[THE TASK]:
Copy out the rows from the very beginning through the line that contains "0, 0, 600, 215", with both ends included.

[RECORDS FOR THIS TASK]:
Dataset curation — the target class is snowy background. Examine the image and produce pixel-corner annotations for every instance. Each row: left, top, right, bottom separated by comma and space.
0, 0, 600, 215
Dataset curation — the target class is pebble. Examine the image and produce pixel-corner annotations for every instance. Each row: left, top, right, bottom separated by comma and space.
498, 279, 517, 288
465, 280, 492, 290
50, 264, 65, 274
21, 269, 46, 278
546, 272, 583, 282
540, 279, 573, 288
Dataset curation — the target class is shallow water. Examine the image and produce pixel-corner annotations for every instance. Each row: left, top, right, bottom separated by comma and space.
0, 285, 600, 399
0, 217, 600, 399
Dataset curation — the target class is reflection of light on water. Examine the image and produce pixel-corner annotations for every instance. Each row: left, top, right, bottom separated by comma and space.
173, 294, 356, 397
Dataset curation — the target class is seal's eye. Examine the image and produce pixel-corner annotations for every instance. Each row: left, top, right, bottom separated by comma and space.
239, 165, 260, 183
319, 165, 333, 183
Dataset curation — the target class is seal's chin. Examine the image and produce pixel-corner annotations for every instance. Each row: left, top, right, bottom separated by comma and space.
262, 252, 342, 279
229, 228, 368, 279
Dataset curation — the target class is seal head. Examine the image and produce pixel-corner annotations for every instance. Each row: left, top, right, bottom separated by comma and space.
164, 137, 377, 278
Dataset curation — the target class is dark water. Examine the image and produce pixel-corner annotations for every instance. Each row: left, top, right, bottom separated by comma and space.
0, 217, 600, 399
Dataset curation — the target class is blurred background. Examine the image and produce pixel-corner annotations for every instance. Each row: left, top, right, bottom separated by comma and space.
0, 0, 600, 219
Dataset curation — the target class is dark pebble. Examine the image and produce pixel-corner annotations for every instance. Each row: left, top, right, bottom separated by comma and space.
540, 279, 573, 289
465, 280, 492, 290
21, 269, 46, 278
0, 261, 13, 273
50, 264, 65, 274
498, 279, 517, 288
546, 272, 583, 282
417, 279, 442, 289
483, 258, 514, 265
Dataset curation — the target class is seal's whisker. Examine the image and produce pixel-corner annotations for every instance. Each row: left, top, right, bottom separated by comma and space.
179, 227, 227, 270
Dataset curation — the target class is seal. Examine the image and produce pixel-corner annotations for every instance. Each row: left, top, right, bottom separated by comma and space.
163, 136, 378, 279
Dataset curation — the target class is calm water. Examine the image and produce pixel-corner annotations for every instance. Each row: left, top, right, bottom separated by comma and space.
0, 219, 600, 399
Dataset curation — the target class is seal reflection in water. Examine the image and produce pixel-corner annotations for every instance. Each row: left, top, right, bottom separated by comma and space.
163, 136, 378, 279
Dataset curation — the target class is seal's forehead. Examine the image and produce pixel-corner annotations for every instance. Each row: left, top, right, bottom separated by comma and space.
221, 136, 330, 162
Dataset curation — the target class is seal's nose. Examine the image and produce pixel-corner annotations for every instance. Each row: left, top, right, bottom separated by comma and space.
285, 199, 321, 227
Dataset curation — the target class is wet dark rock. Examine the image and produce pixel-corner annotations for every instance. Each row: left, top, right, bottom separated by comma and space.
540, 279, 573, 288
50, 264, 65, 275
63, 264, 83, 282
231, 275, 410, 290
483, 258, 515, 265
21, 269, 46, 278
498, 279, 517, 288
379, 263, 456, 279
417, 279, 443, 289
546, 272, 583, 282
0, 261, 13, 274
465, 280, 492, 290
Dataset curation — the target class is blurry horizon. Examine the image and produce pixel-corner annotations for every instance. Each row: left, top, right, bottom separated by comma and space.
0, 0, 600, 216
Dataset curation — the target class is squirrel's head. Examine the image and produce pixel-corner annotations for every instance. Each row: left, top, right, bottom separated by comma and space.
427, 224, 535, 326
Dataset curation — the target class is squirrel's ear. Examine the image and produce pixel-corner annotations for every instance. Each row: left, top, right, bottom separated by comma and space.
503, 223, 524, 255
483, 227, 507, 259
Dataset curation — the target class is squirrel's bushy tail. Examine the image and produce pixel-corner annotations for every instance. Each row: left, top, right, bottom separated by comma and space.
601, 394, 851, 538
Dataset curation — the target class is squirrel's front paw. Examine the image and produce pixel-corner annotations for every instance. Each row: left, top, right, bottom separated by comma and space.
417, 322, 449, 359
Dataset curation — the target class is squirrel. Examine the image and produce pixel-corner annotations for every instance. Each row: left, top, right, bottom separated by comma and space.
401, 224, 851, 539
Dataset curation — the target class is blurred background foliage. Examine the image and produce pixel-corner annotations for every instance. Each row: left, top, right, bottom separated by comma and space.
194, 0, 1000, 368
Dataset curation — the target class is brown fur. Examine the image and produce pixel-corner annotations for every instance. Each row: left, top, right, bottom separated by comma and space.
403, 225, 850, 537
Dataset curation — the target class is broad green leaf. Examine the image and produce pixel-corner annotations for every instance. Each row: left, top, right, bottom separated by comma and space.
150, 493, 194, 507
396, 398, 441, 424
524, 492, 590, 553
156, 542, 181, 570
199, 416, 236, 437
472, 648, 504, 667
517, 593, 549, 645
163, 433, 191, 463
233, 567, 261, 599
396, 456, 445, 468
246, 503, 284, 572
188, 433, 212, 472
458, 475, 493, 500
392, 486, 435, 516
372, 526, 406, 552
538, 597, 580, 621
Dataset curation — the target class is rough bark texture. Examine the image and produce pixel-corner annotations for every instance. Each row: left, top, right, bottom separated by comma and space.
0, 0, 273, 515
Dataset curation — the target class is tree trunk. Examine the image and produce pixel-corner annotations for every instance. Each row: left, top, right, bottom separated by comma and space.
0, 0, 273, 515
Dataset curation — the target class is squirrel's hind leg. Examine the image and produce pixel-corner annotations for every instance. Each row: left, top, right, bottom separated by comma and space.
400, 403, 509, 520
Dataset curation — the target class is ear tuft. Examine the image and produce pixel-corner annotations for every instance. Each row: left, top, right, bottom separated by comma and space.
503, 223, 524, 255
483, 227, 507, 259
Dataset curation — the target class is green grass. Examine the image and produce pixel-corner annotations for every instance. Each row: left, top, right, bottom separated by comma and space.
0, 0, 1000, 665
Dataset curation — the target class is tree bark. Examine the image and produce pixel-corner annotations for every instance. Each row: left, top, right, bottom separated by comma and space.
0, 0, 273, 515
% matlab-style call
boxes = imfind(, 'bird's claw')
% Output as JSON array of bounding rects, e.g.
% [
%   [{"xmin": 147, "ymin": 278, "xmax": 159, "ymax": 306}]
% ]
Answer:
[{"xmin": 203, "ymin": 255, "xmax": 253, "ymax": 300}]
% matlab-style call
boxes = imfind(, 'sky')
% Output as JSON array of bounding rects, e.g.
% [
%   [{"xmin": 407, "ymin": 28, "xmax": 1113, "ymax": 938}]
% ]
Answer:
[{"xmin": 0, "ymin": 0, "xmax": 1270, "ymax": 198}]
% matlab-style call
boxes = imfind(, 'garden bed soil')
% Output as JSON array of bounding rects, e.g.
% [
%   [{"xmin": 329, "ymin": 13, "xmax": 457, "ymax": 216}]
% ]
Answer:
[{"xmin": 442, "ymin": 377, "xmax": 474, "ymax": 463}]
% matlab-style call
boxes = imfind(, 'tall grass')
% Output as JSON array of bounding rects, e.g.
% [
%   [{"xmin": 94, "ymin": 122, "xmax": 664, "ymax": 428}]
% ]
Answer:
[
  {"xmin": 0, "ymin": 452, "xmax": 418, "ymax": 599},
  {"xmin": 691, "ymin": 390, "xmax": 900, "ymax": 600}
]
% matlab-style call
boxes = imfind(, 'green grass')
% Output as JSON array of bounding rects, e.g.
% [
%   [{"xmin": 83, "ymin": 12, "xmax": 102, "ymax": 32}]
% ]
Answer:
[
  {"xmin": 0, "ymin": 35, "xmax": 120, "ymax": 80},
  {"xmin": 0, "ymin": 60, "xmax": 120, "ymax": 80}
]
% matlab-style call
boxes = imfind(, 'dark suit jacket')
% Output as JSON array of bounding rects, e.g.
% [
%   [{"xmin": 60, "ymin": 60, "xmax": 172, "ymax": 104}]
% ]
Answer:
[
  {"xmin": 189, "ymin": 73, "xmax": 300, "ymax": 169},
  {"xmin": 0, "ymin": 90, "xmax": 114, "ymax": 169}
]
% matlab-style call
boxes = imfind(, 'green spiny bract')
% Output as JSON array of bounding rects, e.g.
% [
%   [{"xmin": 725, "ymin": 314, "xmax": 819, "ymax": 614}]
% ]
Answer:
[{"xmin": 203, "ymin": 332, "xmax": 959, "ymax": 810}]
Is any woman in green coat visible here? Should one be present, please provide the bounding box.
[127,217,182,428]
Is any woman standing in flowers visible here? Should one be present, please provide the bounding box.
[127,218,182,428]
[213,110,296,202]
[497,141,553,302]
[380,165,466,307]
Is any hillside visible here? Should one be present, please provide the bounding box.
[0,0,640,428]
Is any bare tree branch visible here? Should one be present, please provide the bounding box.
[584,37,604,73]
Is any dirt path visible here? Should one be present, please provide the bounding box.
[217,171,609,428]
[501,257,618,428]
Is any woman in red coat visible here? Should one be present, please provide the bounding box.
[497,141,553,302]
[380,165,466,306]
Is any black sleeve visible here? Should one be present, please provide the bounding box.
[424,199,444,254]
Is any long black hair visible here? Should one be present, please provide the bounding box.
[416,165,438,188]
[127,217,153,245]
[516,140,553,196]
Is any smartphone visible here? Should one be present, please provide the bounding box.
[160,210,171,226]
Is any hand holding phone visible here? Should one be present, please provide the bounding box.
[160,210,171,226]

[RIGHT ANSWER]:
Dataset curation — the target class is snowy background. Examine the image and produce pixel-corner annotations for every instance. Each row: left, top, right, bottom separated by comma and space.
0, 0, 600, 215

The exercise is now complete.